Record set
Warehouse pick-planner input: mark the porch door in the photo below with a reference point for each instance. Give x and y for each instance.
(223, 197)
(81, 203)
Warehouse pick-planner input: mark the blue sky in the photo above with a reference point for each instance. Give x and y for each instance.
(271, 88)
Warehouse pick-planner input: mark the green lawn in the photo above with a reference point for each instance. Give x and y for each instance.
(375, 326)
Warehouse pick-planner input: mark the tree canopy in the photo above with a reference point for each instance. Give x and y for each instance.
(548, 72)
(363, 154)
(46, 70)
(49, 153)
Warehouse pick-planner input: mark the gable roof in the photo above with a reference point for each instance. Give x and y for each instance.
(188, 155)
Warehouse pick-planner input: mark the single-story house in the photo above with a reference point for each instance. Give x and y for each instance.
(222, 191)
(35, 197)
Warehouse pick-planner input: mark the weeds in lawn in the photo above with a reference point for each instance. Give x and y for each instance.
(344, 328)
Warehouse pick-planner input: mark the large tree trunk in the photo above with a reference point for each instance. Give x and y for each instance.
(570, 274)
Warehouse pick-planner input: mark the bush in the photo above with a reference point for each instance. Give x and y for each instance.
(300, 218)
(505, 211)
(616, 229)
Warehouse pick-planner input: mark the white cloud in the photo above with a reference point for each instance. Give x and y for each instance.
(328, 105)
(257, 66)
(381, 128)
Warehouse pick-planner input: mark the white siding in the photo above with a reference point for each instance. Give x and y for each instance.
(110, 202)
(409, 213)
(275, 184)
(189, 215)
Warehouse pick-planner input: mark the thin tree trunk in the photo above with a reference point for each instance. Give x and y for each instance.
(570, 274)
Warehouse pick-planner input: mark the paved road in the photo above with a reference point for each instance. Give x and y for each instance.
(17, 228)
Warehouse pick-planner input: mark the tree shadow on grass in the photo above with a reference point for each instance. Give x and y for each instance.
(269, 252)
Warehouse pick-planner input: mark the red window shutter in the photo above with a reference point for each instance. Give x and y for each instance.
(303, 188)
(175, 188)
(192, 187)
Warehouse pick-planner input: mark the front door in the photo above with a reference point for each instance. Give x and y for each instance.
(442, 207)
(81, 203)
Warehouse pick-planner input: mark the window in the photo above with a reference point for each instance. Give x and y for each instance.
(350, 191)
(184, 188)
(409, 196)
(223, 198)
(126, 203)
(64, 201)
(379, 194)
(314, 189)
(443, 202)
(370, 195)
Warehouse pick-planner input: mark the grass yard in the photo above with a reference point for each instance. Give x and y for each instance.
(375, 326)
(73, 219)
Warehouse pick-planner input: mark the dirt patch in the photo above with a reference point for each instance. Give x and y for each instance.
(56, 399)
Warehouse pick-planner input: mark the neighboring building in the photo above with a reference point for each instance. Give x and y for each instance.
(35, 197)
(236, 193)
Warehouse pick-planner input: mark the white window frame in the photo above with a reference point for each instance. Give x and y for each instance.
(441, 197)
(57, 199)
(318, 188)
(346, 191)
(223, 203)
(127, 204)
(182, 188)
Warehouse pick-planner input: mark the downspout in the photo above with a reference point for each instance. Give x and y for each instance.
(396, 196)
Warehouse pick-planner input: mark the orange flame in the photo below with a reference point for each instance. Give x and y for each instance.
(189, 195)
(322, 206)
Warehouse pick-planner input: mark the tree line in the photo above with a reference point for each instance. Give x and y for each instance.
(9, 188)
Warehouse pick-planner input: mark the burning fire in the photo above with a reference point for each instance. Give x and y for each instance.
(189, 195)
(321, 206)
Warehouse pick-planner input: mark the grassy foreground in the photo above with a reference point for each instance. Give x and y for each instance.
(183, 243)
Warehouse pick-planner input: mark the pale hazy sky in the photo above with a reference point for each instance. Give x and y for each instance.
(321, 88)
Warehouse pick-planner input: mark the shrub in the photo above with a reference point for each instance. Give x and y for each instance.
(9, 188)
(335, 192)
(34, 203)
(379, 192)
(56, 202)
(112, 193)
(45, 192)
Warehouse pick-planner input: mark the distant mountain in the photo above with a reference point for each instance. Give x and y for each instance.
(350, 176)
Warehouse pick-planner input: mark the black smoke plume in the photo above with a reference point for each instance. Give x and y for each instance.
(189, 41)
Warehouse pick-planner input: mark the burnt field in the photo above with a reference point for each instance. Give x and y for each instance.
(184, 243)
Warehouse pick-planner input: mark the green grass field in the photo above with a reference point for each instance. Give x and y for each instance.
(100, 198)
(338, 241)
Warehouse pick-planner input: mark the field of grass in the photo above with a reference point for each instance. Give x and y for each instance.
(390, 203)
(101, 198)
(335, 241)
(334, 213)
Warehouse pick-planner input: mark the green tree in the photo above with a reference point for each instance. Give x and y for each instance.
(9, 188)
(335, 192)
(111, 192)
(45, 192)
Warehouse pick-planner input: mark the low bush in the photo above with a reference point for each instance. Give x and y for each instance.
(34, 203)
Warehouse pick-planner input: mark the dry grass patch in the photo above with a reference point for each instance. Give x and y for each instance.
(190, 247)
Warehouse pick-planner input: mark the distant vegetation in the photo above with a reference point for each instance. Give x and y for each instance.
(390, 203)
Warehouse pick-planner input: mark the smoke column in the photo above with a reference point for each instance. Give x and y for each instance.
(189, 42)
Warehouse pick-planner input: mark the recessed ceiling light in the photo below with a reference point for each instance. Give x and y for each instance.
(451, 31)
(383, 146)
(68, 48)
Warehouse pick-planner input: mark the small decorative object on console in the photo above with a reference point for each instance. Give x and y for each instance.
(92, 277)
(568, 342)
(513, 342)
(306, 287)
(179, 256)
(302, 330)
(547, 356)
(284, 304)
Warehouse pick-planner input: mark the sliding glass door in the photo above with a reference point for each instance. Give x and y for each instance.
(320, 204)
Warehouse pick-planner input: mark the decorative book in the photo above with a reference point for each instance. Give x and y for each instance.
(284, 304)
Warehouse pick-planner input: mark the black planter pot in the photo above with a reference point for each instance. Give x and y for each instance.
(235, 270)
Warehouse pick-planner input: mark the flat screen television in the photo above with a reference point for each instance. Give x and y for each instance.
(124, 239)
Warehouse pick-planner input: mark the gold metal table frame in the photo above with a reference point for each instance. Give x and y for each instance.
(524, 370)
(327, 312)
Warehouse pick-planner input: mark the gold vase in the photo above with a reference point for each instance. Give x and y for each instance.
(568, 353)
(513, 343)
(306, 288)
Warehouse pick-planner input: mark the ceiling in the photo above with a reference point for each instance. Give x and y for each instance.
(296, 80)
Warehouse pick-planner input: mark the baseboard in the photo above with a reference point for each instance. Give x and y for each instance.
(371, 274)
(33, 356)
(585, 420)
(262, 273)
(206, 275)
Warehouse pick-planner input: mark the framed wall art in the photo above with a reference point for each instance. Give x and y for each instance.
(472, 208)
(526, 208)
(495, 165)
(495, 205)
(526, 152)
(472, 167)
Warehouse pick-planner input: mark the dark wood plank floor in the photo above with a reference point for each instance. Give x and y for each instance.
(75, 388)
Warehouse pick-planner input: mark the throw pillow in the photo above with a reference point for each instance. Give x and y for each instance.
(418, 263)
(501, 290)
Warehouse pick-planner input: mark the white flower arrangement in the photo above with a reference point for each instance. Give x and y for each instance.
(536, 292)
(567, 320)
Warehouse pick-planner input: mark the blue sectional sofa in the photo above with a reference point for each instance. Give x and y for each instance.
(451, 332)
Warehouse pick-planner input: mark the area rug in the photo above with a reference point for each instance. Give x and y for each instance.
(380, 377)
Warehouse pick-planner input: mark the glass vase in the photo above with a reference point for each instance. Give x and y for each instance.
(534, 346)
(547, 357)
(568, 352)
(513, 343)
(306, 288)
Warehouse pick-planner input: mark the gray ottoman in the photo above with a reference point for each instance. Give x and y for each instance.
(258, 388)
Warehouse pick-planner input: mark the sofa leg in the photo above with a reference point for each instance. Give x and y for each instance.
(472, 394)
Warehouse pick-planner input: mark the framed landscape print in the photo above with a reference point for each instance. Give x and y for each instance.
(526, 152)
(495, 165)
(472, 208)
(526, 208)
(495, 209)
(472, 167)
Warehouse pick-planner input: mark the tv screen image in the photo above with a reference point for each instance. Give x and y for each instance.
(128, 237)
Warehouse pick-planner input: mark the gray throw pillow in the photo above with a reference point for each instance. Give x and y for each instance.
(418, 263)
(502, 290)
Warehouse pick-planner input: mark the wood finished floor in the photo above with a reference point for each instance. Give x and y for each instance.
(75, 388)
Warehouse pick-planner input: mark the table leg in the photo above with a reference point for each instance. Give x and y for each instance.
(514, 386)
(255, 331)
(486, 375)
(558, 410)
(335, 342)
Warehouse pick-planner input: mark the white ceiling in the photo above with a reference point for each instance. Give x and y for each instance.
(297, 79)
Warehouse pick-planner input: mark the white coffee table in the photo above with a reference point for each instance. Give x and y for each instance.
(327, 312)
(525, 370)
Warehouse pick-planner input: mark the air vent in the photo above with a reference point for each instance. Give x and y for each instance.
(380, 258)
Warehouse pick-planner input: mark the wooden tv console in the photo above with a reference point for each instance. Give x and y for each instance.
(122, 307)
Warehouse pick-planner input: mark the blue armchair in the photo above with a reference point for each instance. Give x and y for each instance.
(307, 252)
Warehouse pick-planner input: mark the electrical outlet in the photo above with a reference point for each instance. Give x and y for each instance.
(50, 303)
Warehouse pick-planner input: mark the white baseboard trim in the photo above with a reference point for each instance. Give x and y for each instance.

The exercise
Reproduce word for word the part of the entries that opens with the line containing "Warehouse pick-planner input: mark the wooden" and closes with the final line of the entries.

Result below
Warehouse pick-planner input: mark the wooden tv console in the photo above with a reference point for each instance. Give x and y for each instance.
(122, 307)
Warehouse pick-planner input: mark the blue armchair in the photo above with a reference point for each instance. Give x and y for each instance.
(307, 252)
Warehouse pick-planner input: mark the electrical outlet in the photo above with a reference point for each instance. Give x and y for each instance.
(50, 303)
Warehouse pick-planner input: mark the white baseboard trim in the photo above with a reference point for each instance. Give x and y for each instance.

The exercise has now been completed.